_Problem details:_
Write out the entries below word for word, starting at the line that contains "the <item>white container" and ending at the last line of the entries, with both of those lines included.

Segmentation dataset entries
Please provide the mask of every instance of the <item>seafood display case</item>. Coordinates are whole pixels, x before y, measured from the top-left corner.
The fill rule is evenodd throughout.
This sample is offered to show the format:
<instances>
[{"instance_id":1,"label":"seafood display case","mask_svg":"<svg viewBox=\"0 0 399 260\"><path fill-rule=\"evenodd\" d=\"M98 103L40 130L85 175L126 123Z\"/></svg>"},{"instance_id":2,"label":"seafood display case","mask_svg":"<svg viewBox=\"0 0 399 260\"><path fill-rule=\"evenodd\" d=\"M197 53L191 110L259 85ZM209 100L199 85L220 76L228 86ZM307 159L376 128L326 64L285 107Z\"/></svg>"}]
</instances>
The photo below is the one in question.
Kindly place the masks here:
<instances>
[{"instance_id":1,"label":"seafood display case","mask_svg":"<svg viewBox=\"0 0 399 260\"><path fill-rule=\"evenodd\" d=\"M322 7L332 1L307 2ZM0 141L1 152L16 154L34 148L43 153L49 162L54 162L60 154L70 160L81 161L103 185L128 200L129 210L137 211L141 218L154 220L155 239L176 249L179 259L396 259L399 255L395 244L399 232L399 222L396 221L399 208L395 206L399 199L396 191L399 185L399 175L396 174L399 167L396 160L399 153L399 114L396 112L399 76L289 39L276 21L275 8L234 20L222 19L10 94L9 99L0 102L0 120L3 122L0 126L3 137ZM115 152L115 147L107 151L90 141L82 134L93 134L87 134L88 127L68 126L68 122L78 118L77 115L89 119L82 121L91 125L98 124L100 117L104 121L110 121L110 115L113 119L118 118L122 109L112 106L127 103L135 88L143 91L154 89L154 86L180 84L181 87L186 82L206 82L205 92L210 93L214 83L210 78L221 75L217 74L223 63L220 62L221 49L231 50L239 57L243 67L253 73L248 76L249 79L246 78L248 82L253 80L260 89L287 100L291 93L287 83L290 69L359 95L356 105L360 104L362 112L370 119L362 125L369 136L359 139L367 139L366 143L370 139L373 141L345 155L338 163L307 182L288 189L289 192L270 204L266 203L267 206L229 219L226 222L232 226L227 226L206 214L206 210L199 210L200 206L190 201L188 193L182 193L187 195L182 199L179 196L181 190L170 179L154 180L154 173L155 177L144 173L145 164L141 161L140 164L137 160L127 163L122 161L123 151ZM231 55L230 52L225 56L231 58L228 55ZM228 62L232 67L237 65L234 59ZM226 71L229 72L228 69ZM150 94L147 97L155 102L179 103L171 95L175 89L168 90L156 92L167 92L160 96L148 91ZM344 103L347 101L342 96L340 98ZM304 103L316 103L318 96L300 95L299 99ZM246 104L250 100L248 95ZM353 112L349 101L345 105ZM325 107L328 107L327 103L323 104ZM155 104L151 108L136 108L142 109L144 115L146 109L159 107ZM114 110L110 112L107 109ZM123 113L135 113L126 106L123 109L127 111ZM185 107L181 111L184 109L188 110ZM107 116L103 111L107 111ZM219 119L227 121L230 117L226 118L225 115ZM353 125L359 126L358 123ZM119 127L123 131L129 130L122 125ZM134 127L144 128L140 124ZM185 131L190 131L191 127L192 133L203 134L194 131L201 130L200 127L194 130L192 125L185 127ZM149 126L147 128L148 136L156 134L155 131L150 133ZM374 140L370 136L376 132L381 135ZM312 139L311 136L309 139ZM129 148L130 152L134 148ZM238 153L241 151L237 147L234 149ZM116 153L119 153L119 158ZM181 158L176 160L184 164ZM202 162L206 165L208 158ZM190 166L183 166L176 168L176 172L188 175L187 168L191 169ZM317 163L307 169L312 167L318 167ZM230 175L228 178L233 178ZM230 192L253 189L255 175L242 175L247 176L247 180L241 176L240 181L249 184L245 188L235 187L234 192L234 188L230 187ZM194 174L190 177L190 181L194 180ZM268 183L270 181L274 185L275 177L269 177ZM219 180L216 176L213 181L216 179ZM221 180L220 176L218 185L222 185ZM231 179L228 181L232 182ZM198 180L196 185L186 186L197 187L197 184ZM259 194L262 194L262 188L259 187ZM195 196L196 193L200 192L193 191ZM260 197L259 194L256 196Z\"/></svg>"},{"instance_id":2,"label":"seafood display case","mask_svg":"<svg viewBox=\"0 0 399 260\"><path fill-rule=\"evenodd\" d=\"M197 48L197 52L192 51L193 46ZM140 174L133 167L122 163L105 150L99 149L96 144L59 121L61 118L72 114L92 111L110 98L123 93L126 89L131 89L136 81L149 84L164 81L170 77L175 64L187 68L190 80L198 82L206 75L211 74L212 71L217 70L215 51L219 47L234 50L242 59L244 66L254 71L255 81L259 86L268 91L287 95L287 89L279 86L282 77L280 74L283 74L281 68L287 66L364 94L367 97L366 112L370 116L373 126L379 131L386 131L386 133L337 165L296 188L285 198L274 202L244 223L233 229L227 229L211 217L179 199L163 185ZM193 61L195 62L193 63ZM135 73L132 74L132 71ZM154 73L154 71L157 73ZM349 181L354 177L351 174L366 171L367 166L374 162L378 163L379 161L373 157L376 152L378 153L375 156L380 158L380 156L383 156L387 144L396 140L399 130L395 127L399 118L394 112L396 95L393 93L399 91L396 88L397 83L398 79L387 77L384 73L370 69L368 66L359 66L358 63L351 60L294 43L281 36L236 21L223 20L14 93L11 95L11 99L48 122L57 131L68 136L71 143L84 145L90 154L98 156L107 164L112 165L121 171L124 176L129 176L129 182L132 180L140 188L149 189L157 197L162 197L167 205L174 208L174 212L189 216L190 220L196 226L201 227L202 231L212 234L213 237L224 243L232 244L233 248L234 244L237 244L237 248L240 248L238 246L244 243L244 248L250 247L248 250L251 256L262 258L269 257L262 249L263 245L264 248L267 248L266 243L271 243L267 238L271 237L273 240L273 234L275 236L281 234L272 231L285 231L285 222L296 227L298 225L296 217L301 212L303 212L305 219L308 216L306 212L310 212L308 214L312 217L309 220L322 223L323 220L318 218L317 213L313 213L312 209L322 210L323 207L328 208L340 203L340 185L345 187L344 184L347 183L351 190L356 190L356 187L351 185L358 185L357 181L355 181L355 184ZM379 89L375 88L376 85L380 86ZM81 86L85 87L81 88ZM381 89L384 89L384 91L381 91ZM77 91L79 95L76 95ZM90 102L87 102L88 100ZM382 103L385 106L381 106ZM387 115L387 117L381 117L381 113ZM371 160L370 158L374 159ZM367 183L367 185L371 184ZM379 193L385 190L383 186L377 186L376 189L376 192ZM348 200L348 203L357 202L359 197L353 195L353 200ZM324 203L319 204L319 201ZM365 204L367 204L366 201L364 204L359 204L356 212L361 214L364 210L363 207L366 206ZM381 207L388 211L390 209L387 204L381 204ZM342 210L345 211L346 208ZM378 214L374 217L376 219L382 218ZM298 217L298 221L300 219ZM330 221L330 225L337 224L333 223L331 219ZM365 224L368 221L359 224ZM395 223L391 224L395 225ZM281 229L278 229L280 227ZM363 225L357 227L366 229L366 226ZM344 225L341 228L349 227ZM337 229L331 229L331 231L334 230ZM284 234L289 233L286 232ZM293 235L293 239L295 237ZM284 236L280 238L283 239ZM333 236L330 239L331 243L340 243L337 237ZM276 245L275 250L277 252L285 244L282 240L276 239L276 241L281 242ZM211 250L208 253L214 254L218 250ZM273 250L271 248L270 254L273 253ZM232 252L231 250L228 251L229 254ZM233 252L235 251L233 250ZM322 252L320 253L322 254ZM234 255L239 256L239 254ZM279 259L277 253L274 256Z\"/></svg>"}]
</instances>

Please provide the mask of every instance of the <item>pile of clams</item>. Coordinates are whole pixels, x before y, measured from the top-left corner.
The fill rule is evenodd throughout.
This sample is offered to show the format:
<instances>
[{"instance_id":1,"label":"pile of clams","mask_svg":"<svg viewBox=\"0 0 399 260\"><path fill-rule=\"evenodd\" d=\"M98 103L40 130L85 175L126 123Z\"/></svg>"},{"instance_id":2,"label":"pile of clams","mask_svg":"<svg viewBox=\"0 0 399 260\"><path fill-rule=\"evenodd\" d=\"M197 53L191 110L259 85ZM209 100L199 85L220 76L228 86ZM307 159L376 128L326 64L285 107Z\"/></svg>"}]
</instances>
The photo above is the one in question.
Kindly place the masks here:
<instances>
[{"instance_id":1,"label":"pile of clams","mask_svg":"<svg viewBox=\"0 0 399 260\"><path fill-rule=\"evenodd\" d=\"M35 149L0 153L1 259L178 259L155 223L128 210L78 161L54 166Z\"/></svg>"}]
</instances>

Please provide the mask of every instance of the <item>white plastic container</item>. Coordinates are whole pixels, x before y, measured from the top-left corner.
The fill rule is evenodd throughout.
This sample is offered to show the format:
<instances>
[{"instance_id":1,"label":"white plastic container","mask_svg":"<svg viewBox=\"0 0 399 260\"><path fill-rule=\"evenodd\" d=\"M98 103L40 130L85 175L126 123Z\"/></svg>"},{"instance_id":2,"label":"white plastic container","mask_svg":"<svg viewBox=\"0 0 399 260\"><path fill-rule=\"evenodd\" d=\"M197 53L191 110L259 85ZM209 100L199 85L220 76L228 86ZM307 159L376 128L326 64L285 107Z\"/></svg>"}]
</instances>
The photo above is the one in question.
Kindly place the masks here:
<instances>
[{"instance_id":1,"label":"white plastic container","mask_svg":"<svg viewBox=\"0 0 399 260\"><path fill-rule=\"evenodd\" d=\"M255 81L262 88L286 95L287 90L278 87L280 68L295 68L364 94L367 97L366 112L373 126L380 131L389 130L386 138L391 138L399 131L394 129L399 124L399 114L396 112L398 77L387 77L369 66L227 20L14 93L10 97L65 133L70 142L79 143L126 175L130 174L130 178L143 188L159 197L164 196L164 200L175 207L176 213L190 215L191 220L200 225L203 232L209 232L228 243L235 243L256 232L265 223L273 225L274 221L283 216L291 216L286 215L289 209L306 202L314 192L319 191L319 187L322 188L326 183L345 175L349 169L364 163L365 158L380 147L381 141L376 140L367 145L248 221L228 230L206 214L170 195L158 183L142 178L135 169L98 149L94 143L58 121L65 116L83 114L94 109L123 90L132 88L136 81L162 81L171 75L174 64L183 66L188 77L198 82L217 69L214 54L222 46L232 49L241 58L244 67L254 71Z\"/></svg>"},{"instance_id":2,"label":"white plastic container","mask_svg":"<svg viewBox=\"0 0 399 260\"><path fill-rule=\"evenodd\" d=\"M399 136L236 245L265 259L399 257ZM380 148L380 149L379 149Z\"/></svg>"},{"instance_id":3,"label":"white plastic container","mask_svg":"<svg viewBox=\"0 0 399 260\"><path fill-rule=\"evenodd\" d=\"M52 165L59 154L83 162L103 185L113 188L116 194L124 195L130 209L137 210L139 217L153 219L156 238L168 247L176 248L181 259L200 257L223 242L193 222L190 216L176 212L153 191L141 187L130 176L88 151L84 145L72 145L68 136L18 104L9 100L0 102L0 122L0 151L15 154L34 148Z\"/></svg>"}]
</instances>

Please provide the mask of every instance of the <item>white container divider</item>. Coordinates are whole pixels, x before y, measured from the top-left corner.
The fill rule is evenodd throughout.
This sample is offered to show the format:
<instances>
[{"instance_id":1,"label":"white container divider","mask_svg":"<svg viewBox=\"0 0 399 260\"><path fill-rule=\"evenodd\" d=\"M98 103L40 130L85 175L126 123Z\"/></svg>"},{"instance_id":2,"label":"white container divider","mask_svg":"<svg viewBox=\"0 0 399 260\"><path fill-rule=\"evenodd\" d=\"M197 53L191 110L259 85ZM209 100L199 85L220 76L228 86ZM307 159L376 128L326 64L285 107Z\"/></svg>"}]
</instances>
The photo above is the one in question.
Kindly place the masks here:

_Full output:_
Please provide the mask of every instance of the <item>white container divider</item>. Coordinates are whole pixels, x before y, measured from the top-left corner.
The fill rule is evenodd throughout.
This sample is offered to show the format:
<instances>
[{"instance_id":1,"label":"white container divider","mask_svg":"<svg viewBox=\"0 0 399 260\"><path fill-rule=\"evenodd\" d=\"M98 103L40 130L85 175L126 123Z\"/></svg>"},{"instance_id":2,"label":"white container divider","mask_svg":"<svg viewBox=\"0 0 399 260\"><path fill-rule=\"evenodd\" d=\"M197 53L191 110L259 85ZM209 100L199 85L220 76L228 86ZM307 159L376 128L326 64L285 107Z\"/></svg>"}]
</instances>
The photo above is the one in question.
Kindly place the masks here:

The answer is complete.